# Motion.dev MCP Benchmark Executive Summary

Date: 2026-05-15

## One-Paragraph Readout

This benchmark compared four coding agents across four Motion.dev-heavy animation prompts: a `MagneticDock`, an interactive SVG blob, a scroll-driven cinematic timeline, and a liquid menu. The key result is that Motion.dev MCP availability did not produce uniform behavior. `codex` was the fastest overall agent at `26m 50s` total and also the heaviest Motion.dev MCP user with `31` Motion.dev-specific calls across all `4/4` prompts. At the same time, `gemini-cli` logged `0` Motion.dev MCP calls and still won `2/4` prompts on speed, finishing second overall at `32m 54s`. The clean data-story takeaway is that strong MCP integration can help materially, but actual agent behavior matters more than prompt wording alone.

## Core Numbers

- Fastest overall: `codex` at `26m 50s`, with `31` Motion.dev MCP calls and `97` total tool calls.
- Second overall: `gemini-cli` at `32m 54s`, with `0` Motion.dev MCP calls and `38` total tool calls.
- Third overall: `claude-code` at `42m 51s`, with `16` Motion.dev MCP calls and `91` total tool calls.

(RECORDS SUPPLIED)

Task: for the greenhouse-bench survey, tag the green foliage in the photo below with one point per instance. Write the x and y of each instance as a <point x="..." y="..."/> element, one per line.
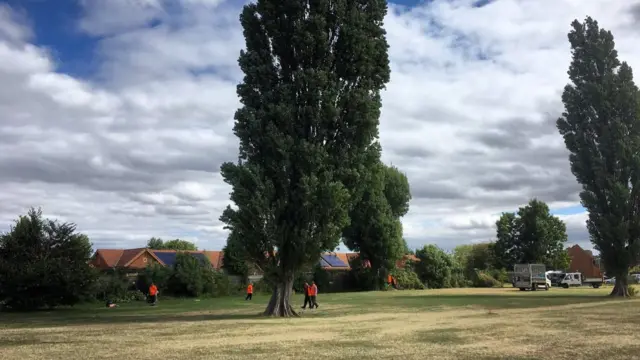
<point x="116" y="287"/>
<point x="435" y="267"/>
<point x="533" y="235"/>
<point x="397" y="191"/>
<point x="236" y="260"/>
<point x="375" y="230"/>
<point x="485" y="279"/>
<point x="307" y="128"/>
<point x="44" y="264"/>
<point x="601" y="130"/>
<point x="188" y="277"/>
<point x="407" y="279"/>
<point x="474" y="256"/>
<point x="322" y="278"/>
<point x="362" y="278"/>
<point x="176" y="244"/>
<point x="156" y="274"/>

(REQUIRED ACTIONS)
• a. Summarize the Motion.dev benchmark summary in two sentences.
• b. According to the Motion.dev benchmark summary, how many total tool calls did claude-code make?
Draw only on the benchmark summary, not on the data.

(REPLIES)
• a. The benchmark compared four coding agents on four Motion.dev-heavy animation prompts and found that having Motion.dev MCP available did not lead to uniform behavior. Codex was fastest overall at 26m 50s and made the most Motion.dev MCP calls (31), while gemini-cli made none yet won two of the four prompts on speed and placed second at 32m 54s.

• b. 91